_Problem requirements_
Using the entries below, transcribe exactly the line containing "Target = burner grate" and each line that follows it to the end.

_Materials provided_
* start *

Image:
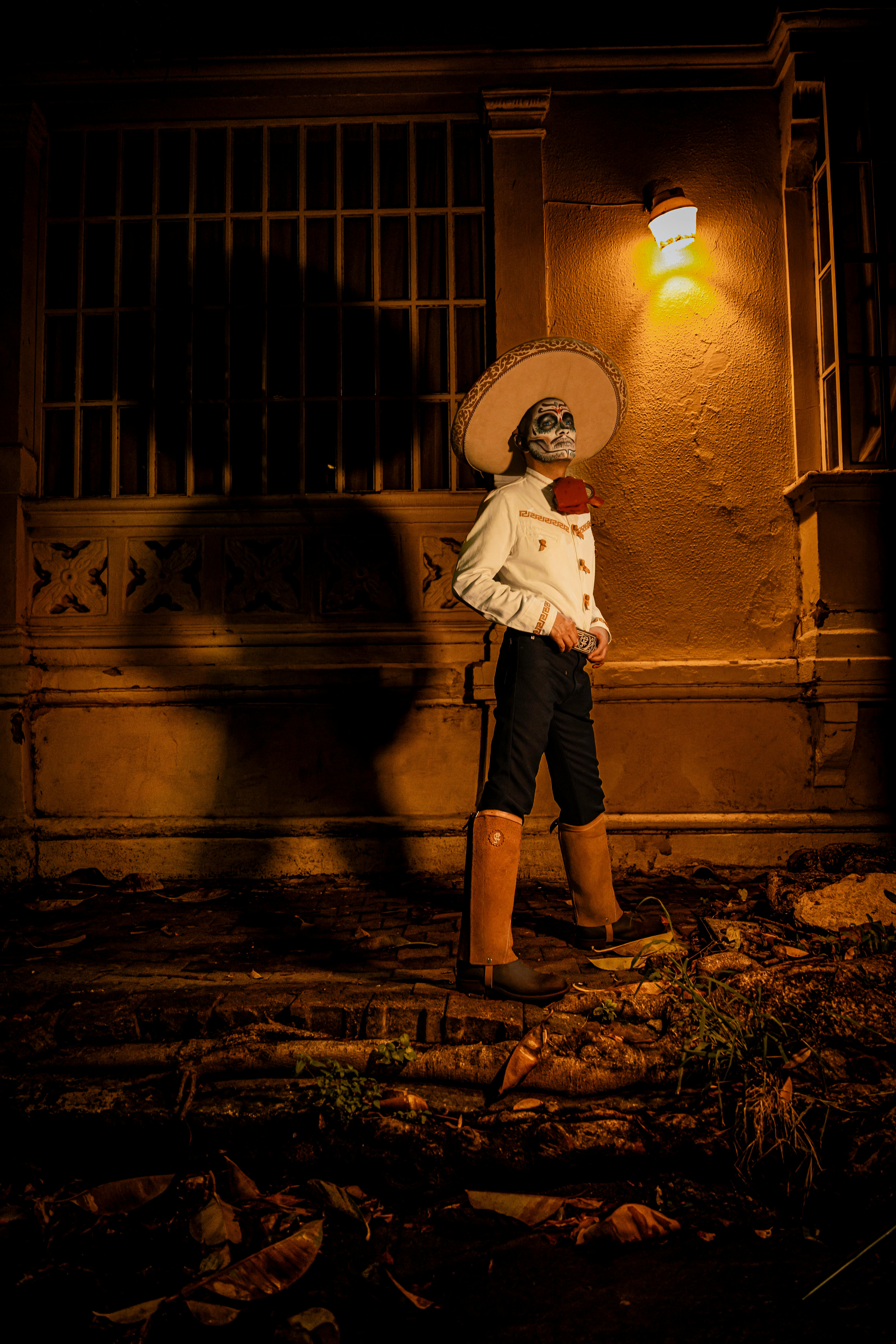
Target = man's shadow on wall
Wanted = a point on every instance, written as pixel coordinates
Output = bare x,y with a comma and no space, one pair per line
301,777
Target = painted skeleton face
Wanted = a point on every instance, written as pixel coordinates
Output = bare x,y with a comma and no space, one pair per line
547,431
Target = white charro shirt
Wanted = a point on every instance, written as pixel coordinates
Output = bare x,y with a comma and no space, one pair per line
523,561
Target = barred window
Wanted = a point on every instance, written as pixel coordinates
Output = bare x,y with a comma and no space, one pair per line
261,310
856,278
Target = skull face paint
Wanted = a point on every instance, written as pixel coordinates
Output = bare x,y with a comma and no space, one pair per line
547,431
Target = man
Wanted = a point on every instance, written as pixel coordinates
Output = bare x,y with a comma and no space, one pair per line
529,565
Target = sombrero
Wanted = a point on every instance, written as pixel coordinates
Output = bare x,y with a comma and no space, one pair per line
555,366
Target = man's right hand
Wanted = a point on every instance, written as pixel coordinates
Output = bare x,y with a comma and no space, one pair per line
565,634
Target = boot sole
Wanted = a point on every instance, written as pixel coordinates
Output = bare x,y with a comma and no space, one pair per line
602,945
475,990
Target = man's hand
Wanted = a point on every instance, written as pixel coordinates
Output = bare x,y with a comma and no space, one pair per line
565,634
601,652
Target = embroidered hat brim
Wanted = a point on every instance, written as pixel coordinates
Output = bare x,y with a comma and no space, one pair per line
555,366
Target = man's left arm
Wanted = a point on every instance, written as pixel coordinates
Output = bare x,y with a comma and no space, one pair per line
601,632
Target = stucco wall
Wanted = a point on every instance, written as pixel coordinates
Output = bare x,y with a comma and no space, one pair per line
698,550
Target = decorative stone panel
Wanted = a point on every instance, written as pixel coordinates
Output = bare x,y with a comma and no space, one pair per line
69,578
263,574
163,576
440,558
361,576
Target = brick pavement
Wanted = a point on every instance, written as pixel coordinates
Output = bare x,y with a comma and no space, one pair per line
334,956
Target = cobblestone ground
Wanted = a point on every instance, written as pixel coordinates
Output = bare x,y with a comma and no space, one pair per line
346,935
103,967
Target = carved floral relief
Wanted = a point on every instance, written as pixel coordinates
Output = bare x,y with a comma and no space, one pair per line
361,576
69,578
263,574
440,558
163,576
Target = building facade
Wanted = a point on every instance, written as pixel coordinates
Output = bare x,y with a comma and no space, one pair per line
242,302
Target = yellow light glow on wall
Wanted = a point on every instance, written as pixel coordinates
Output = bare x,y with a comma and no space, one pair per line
679,283
674,220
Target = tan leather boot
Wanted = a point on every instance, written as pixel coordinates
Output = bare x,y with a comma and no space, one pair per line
487,963
586,858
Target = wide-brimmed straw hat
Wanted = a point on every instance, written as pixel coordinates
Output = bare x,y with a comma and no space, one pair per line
555,366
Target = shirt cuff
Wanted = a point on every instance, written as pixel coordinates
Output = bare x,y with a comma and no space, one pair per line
546,619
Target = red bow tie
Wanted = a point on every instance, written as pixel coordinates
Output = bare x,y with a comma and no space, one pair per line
574,497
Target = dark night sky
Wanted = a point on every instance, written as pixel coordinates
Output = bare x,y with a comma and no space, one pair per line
127,33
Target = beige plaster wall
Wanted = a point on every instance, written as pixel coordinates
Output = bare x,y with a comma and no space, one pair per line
698,550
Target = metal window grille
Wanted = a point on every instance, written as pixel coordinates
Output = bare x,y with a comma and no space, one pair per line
261,310
856,279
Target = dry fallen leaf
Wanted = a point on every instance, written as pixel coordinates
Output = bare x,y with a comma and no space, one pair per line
339,1199
633,1224
382,941
269,1271
218,1257
316,1320
525,1058
123,1197
527,1209
139,882
53,905
212,1314
629,955
195,897
131,1315
241,1185
418,1302
216,1224
394,1100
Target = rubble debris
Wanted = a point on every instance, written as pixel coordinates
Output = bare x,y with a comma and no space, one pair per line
133,882
198,897
86,878
856,900
529,1209
631,1224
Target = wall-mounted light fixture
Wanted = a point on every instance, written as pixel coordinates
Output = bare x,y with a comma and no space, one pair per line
674,218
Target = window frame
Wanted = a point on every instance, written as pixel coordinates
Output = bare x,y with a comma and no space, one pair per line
838,456
339,213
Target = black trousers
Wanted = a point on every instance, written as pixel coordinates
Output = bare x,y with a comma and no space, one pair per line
543,709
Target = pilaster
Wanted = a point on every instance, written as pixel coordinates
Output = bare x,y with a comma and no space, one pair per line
515,120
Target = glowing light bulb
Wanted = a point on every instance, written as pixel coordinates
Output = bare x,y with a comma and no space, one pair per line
674,220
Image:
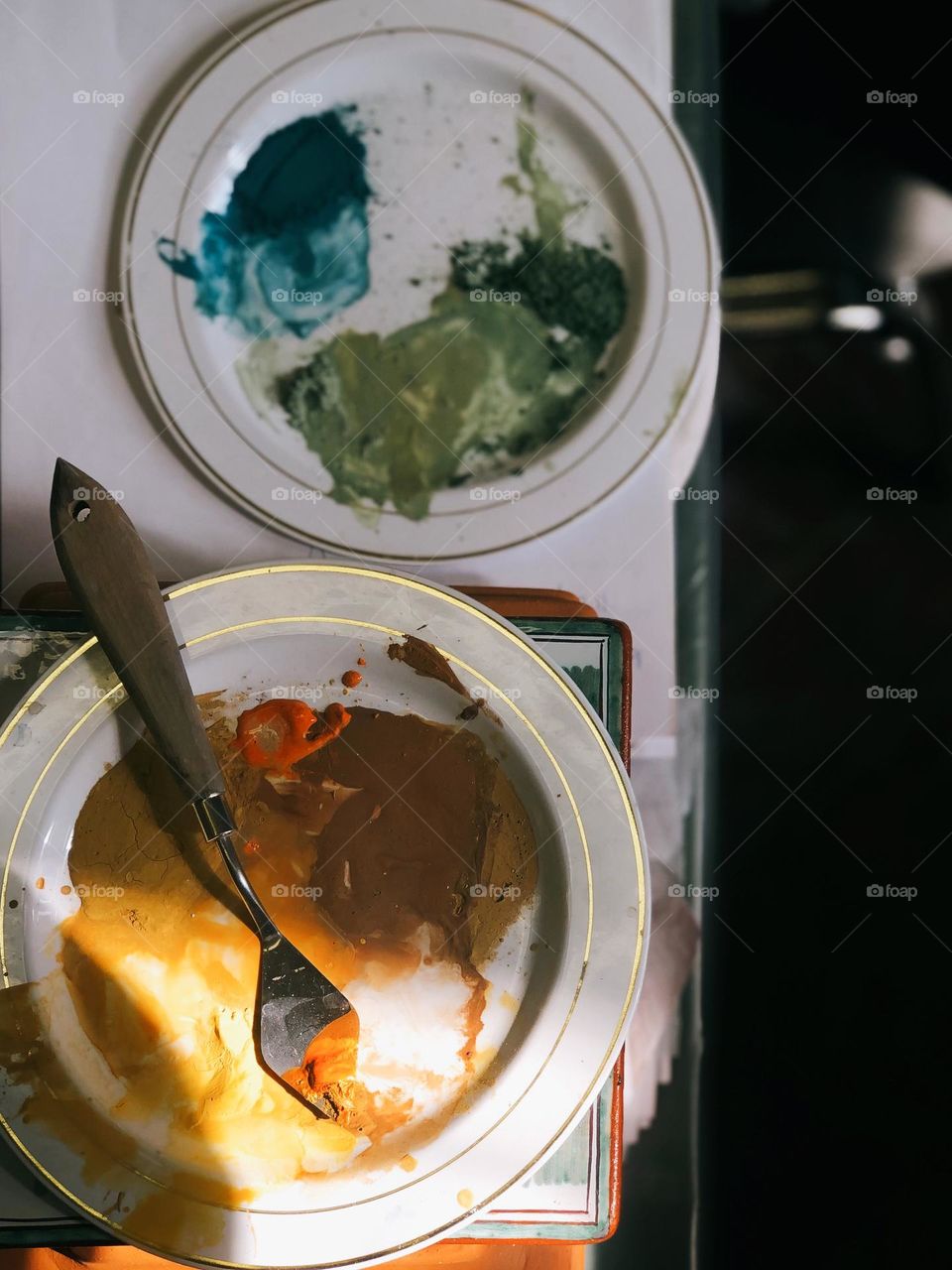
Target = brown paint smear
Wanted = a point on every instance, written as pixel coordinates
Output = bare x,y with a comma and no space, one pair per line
395,824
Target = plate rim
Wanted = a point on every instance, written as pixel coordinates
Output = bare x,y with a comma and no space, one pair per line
608,752
130,207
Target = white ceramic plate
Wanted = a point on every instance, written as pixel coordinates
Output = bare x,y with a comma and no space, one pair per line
601,135
575,979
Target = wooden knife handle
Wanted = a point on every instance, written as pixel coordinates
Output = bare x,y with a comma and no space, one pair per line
107,567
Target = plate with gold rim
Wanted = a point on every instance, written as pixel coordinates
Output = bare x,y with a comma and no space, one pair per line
422,284
488,1024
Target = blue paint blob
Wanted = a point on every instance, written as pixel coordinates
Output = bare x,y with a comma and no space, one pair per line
293,245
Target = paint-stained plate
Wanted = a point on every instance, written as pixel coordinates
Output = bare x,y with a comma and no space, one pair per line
570,984
417,289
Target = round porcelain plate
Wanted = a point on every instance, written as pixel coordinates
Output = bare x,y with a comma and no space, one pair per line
575,980
634,189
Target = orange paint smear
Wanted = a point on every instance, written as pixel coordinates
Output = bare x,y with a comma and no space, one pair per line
280,733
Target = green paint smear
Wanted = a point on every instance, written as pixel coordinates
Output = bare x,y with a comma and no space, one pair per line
508,356
402,416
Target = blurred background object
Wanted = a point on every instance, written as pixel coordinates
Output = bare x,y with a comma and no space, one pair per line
823,1096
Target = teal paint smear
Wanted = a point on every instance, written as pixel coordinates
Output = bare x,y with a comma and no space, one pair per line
293,246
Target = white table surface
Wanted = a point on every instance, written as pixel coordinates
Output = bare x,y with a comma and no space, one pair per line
64,390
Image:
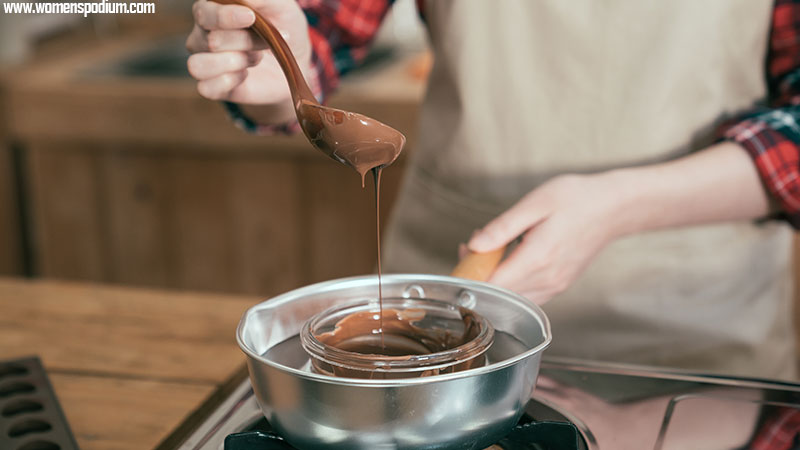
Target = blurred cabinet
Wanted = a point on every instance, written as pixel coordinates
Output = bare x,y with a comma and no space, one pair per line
133,178
238,222
11,258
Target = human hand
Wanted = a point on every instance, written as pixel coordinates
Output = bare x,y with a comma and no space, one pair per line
564,223
231,63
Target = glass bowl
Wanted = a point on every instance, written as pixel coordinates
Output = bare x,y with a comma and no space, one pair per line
420,338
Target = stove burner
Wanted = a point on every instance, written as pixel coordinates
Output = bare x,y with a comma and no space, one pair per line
531,433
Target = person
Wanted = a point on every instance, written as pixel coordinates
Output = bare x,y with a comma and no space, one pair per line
641,149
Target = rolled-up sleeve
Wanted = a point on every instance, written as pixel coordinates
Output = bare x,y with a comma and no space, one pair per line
771,135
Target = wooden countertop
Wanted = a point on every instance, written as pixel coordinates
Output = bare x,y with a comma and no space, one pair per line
128,365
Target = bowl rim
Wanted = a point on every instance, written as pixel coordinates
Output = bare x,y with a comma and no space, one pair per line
402,364
410,278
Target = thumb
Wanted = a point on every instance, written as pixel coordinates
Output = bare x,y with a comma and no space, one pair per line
508,226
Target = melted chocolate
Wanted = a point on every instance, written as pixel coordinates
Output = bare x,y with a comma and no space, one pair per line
350,138
400,334
353,139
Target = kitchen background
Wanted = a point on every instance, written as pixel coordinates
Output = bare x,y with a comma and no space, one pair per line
114,170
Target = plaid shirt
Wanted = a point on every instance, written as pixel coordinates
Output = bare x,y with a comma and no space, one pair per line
341,31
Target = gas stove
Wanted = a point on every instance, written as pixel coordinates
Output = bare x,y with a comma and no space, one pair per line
576,405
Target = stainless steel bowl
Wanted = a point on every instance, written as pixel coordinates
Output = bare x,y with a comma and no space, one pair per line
463,410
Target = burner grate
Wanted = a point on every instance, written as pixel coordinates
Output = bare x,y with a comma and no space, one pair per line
30,416
528,435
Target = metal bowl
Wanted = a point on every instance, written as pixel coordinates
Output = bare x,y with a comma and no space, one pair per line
462,410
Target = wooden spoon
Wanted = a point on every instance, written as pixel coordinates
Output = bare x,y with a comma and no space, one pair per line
353,139
479,266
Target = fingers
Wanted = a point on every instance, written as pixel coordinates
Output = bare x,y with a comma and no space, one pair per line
531,266
219,88
205,66
209,16
512,223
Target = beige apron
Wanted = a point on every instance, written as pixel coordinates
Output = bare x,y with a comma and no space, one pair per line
523,90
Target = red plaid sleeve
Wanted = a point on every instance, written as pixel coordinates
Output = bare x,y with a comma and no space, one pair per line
772,135
340,32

* end *

_Complete response_
Target = burner grate
Wanted = a point on every instance, written as pixel coordinates
Output = bare x,y with a comma and no space, one pair per line
30,416
528,435
Target = metal bowl
Wanted = a point on every instance, written as pixel coordinates
Output = bare x,y with a comma and no space, one pair per line
462,410
Target = wooden spoon
Wanted = a point on every instance, written as pixel coordinates
Output = bare x,y with a comma and no space, one pair per line
353,139
479,266
Target = fingers
Wanted = a point on every instance, written as pixel coordinates
Output = bare x,y with a comma and no space, one pair per line
531,266
219,88
205,66
209,16
512,223
Target = beige apron
Wanted = a point on every instance, written as pixel coordinates
Output = bare x,y with a comma and no space, one pair per line
523,90
Target = red plaid sleeve
Wanted = a point on every instance, written as pixel coordinates
Output = bare x,y with a comma and no space, one pair per line
772,135
340,32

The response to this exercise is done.